== Available records
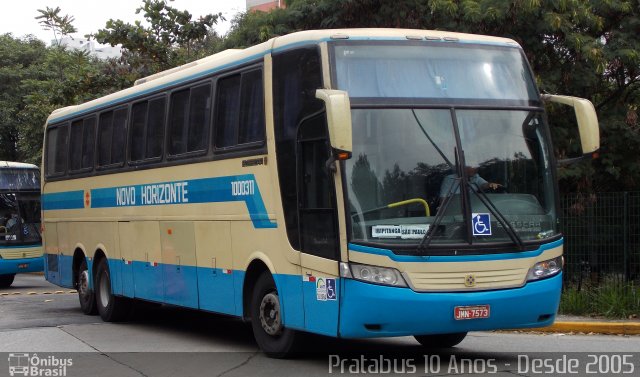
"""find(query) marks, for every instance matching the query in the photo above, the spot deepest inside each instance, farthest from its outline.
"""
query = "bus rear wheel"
(441, 340)
(6, 280)
(85, 293)
(111, 308)
(273, 338)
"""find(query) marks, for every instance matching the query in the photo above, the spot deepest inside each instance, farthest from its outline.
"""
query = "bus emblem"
(470, 280)
(87, 199)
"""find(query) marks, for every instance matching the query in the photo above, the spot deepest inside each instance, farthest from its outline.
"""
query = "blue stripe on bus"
(4, 247)
(194, 191)
(371, 310)
(454, 258)
(18, 266)
(63, 200)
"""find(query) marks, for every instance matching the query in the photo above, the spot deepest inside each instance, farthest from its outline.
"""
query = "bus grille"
(20, 253)
(467, 280)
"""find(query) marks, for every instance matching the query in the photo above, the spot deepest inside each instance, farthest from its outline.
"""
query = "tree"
(172, 38)
(578, 47)
(59, 25)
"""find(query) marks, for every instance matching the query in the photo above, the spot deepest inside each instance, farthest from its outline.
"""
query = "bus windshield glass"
(455, 170)
(19, 179)
(19, 206)
(433, 70)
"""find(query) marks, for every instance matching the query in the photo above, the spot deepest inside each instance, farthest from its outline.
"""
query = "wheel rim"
(270, 318)
(83, 284)
(104, 291)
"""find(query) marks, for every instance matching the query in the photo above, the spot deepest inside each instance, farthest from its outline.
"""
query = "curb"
(617, 328)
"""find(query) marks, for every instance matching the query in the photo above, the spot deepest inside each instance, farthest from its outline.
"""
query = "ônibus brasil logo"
(24, 364)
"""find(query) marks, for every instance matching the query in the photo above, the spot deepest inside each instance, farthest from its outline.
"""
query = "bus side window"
(57, 149)
(112, 137)
(240, 110)
(189, 119)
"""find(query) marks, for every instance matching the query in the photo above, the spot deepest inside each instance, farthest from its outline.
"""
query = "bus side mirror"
(587, 120)
(339, 121)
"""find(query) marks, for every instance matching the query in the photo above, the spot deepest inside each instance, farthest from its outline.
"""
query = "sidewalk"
(566, 324)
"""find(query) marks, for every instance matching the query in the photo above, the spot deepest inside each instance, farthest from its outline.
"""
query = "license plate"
(471, 312)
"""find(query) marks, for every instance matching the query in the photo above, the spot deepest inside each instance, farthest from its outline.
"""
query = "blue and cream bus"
(351, 183)
(20, 240)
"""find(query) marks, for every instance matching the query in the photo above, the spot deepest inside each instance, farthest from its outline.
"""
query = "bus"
(20, 240)
(334, 182)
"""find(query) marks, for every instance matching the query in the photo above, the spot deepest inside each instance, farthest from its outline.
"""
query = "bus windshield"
(433, 70)
(455, 169)
(19, 206)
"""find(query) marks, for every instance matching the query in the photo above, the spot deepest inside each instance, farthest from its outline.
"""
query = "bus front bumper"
(18, 266)
(370, 310)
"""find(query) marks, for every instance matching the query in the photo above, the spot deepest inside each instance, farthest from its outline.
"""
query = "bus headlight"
(545, 269)
(372, 274)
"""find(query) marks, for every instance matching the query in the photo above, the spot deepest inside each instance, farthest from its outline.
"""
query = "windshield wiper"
(413, 111)
(426, 240)
(501, 219)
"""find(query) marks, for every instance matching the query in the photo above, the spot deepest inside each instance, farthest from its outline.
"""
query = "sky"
(18, 16)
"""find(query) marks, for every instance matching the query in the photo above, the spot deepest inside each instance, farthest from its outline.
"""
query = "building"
(264, 5)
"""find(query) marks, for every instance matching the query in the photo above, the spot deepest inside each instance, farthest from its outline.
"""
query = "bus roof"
(229, 59)
(16, 165)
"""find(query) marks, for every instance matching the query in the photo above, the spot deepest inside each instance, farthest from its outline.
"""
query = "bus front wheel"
(6, 280)
(272, 337)
(85, 293)
(441, 340)
(111, 308)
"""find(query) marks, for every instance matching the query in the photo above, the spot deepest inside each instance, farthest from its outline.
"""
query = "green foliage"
(584, 48)
(610, 299)
(35, 80)
(50, 19)
(171, 39)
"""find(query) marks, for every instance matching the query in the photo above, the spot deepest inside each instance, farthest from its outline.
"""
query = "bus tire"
(6, 280)
(441, 340)
(86, 295)
(111, 308)
(272, 337)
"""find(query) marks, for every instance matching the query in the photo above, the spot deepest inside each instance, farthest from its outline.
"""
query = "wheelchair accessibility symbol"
(481, 224)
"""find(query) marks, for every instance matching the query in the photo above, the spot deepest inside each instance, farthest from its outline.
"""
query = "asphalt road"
(167, 341)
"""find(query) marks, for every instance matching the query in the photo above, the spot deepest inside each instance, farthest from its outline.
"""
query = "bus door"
(318, 227)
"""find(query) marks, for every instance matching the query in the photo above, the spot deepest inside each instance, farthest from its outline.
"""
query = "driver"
(475, 181)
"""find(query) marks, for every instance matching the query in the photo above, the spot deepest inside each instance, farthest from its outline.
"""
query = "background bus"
(299, 184)
(20, 240)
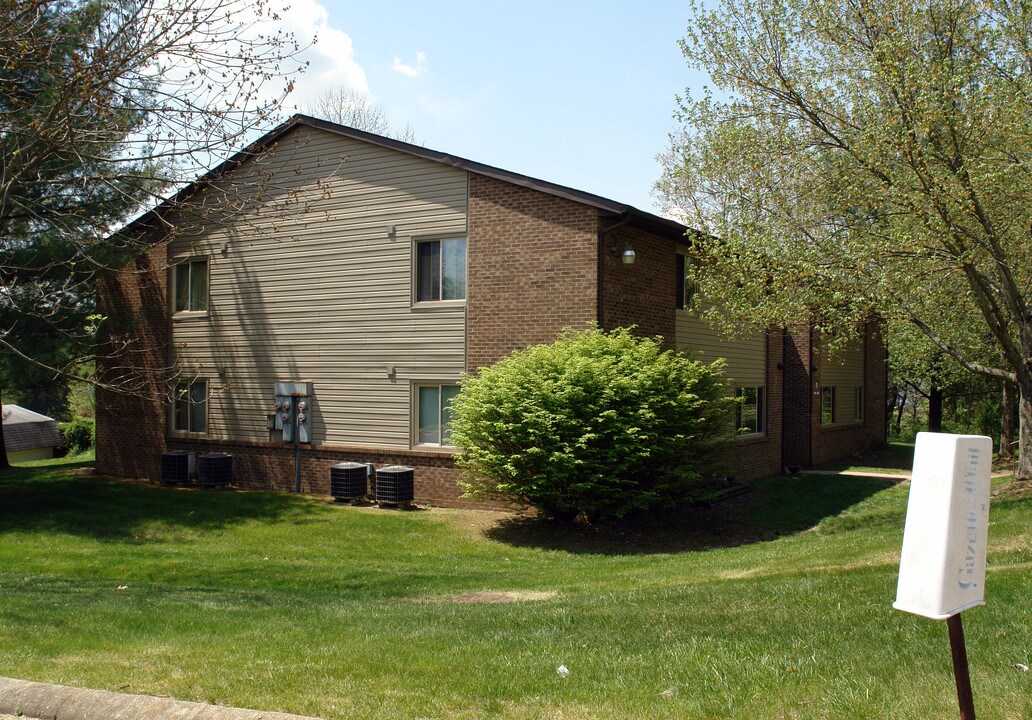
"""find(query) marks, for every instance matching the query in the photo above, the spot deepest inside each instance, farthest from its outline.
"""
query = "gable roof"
(24, 429)
(606, 207)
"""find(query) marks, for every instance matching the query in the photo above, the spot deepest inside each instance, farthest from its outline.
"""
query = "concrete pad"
(45, 701)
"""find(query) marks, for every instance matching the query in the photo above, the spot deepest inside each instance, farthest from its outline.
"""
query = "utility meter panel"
(293, 411)
(942, 564)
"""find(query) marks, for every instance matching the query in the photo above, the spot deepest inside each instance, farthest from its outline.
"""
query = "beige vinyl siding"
(313, 287)
(746, 356)
(843, 370)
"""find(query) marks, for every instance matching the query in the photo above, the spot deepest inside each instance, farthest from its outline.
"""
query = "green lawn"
(776, 604)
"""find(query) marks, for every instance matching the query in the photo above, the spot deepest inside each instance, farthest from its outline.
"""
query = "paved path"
(21, 699)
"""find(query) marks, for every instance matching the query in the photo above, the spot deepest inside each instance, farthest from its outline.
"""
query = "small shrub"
(79, 434)
(600, 423)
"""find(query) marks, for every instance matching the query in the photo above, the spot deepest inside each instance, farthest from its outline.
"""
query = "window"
(433, 413)
(749, 412)
(441, 270)
(190, 281)
(190, 414)
(685, 288)
(828, 405)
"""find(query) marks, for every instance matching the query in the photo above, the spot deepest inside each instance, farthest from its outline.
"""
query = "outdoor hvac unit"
(176, 466)
(394, 485)
(349, 481)
(215, 469)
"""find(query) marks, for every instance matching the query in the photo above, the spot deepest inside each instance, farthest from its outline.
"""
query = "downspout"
(602, 264)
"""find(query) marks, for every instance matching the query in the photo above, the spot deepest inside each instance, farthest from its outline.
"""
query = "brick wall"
(641, 294)
(807, 443)
(798, 411)
(531, 268)
(270, 466)
(841, 442)
(644, 294)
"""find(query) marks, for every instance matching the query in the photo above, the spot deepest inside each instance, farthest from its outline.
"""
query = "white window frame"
(183, 396)
(417, 410)
(417, 268)
(761, 411)
(688, 289)
(187, 264)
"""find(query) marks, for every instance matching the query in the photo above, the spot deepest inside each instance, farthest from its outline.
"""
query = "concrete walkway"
(21, 699)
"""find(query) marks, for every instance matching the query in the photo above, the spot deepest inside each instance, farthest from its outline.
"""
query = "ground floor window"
(749, 412)
(433, 414)
(828, 405)
(190, 413)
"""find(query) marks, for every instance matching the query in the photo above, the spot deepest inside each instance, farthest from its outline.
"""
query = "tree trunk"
(935, 408)
(1007, 421)
(899, 413)
(1024, 469)
(4, 462)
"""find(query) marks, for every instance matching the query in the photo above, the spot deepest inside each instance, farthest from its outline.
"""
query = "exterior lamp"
(625, 254)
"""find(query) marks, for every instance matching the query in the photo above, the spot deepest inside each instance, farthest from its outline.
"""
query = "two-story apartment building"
(381, 272)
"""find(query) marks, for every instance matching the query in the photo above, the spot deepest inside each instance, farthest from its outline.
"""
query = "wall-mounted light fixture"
(624, 253)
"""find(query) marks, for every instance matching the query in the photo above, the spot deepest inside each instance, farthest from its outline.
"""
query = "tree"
(598, 423)
(867, 158)
(104, 106)
(349, 107)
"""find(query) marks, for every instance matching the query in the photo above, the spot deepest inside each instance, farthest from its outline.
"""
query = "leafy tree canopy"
(865, 158)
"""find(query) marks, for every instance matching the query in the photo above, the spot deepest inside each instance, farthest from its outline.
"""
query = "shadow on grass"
(774, 506)
(890, 456)
(66, 497)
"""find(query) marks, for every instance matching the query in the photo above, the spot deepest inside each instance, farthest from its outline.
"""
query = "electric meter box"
(293, 399)
(942, 563)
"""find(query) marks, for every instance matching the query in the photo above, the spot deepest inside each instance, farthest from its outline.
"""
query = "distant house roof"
(611, 208)
(24, 429)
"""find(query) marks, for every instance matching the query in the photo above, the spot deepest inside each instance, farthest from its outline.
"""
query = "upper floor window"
(190, 281)
(685, 288)
(190, 412)
(749, 412)
(441, 269)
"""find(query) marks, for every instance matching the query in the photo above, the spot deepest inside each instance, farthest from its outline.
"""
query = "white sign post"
(942, 564)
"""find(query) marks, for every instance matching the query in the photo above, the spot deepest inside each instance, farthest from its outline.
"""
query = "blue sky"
(576, 93)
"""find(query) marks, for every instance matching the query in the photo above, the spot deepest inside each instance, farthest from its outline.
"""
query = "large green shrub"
(601, 423)
(79, 434)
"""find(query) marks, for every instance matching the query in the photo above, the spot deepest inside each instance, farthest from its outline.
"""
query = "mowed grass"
(776, 604)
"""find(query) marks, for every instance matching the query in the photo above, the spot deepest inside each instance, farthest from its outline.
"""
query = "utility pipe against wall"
(294, 416)
(602, 263)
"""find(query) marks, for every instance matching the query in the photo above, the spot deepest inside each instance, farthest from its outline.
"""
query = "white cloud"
====
What you are asked to do
Could you gather each line in the listing above that contains the word "utility" and copy those lines out?

Expected answer
query = "utility meter panel"
query = "utility pipe against wall"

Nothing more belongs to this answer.